# company that sell heat transfers of Cartoons,Disney Characters or Music Groups ?



## jandtshirts

Does anyone know any company that sell heat transfers of Cartoons,Disney Characters or Music Groups ? I'm looking for transfers that are licesed of course. Was also looking for other large wholesale transfer sellers like Pro World to maybe find s new transfers.I have used "Barber and Company" and "Art Brands" but always looking for more transfers.


----------



## reftshirts

*Re: Heat Transfers*

you can go to Artbrands.com

proworld buys from artbrands so your saving yourself some money if you want heat transfers haven't found who pro world buys there rhinestone so they corner that market.. at artbrands you have to buy them 12 each set. but effective if you sell them $4 per design. like pro world does... or you can see thewildside.com for more general designs... 

to answer your other question about LIC stuff thats another story... If you don't have rights to the images you can't use them or they will sue you... maybe give you a warning the first time but they will send you a notice as thick as your arm to stop I found another place you can go but those shirts are already made and can cost between $7 and $30 each depending on the artist you want

but the good news is you can buy wholesale Mickey, Elvis, Heavy metal bands and other merchandise ... but you have to have a Business LIC. to buy wholesale or you wont get passed the front page... you order a certain amount like $100- $200 per order and you can get about 30 shirts to sell at 20 to 35 dollars each make your money back easy. 

hope this helps ....


----------



## proworlded

*Re: Heat Transfers*

There are no licenses for transfers of Walt Disney and most cartoon and music bands.

» **REQUIREMENT 1**
Rewrite the passage of the heat transfer thread that starts at "# company that" and stops after "for more transfers.", changing "Pro World" to "ProWorld".
» **REQUIREMENT 2**
Write the next part of the heat transfer thread, picking up after its final sentence.
The records play no part in this.

» **SUPPLIED MATERIAL**
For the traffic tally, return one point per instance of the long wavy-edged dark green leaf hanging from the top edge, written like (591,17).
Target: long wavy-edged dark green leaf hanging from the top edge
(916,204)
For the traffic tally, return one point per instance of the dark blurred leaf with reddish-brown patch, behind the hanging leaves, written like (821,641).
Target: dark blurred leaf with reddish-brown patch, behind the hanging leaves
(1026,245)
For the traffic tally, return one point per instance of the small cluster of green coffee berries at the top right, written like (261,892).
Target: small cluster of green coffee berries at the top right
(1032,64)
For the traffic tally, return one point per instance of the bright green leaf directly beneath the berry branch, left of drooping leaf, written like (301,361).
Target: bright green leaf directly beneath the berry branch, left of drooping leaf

...

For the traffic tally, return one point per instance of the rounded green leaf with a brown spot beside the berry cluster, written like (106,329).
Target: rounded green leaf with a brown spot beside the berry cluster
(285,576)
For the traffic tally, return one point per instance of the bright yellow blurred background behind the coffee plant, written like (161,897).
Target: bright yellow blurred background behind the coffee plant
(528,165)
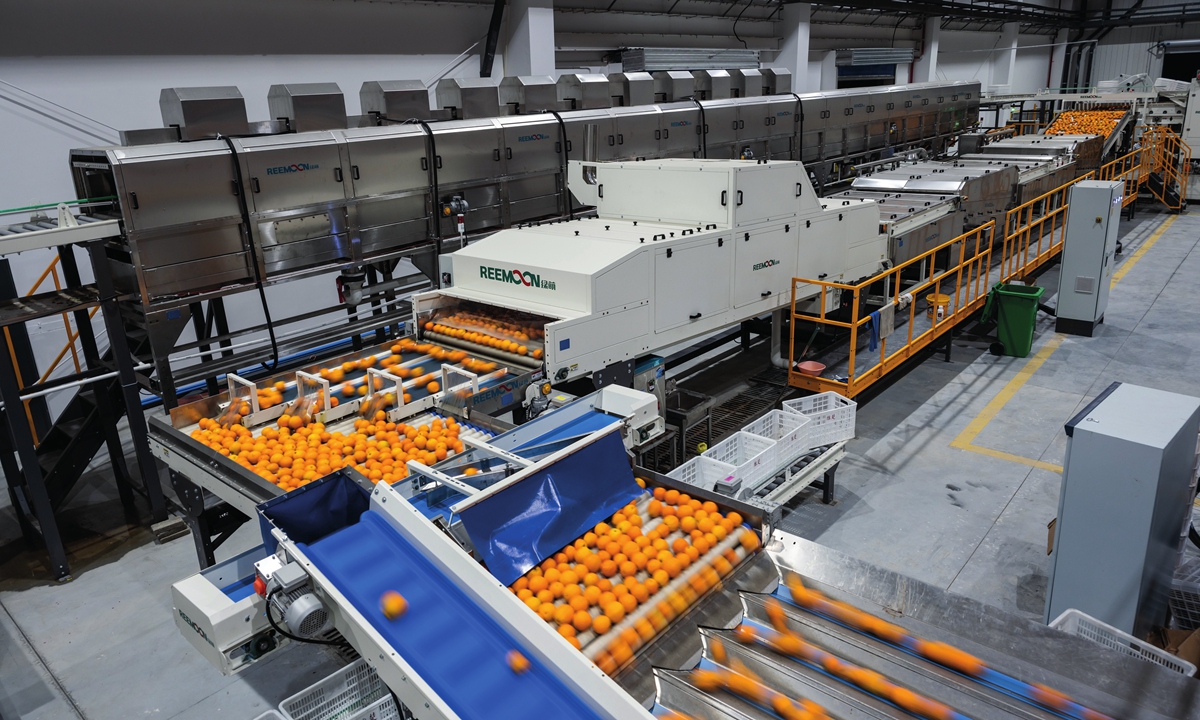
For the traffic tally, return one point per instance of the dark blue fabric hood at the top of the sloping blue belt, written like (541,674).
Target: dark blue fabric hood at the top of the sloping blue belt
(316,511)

---

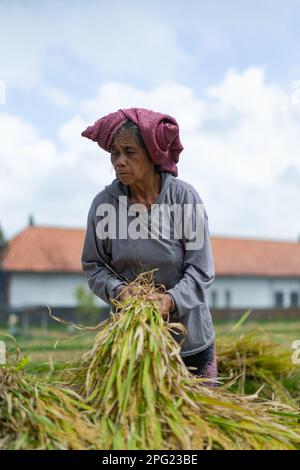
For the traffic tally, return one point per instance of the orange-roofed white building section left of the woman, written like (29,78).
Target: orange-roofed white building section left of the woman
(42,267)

» **TASK ANSWER 1**
# company that sell heat transfers of Cartoons,Disney Characters or Music Groups ?



## jandtshirts

Does anyone know any company that sell heat transfers of Cartoons,Disney Characters or Music Groups ? I'm looking for transfers that are licesed of course. Was also looking for other large wholesale transfer sellers like ProWorld to maybe find s new transfers.I have used "Barber and Company" and "Art Brands" but always looking for more transfers.

» **TASK ANSWER 2**
----------



## Rodney

Many bands and cartoon t-shirts are sold as pre-printed t-shirts wholesale through officially licensed distributors like New World Sales - Wholesale Licensed T-Shirt, Apparel, Collectibles Source - Clothing Retail Supplier


----------



## jandtshirts

Thank You so much for your help and answering all my questions.I buy 99% of my transfers from Pro World because you have the biggest seletion out there,I'm just always looking for new transfers that you may not have.

I do youth sports events like girls softball and each year I always try to find new transfer because some girls that come back the year after are always looking for one they don't have.

I was glad that someone finally changed the softball transfers to a yellow ball,when they did that my sales went up at the tournaments I go too,so I can't tell you how gald I was when I went to your site a few years ago and notices they changed the transfers to that yellow ball !

I do wish there were more transfer for Lacrosse and football,the type of transfer I look for and which sell for me are geared more for 11 to 15 year old kids who play youth sports and they are so hard to find. I sell a tournament shirt that I have the transfers made and then I sell tee shirts with the transfer which I buy from Pro World.The transfers for girls softball has the best selection and tie in with that age group.

I see people on Ebay selling Disney transfer all the time and I don't know how the get away with it,I do the right thing and I'm willing to pay for the licensing but I guess from what your saying you can't buy the transfer but you can buy it on a shirt that it is already printed. I a tax ID# and was wondering if you know the best wholesaler to purchase the Disney Shirts or Rock Shirts ?

I can't say it enough how mad it makes me to see people selling Iron On transfers on Ebay that have copy rights,to me that is just wrong and they get away with it.I see how many feedbacks they have and it is all from selling stuff that if I did it I would get sued.

Thanks Again for your help and I think Pro World is the best ! I don't use my forum as my business name when I order from Pro World.I also want to tell you that I always get great customer service when I call to place and order so pass that on to the ladies.


----------



## james444

not too big order,disney will not follow you,ebayers are small sellers,no big company will have time to look for there small copyright infringers


----------



## proworlded

james444, I do not agree. we had a customer who posted a design on their website and never sold a piece. Ended up costing them several thousand dollars in a lawsuit.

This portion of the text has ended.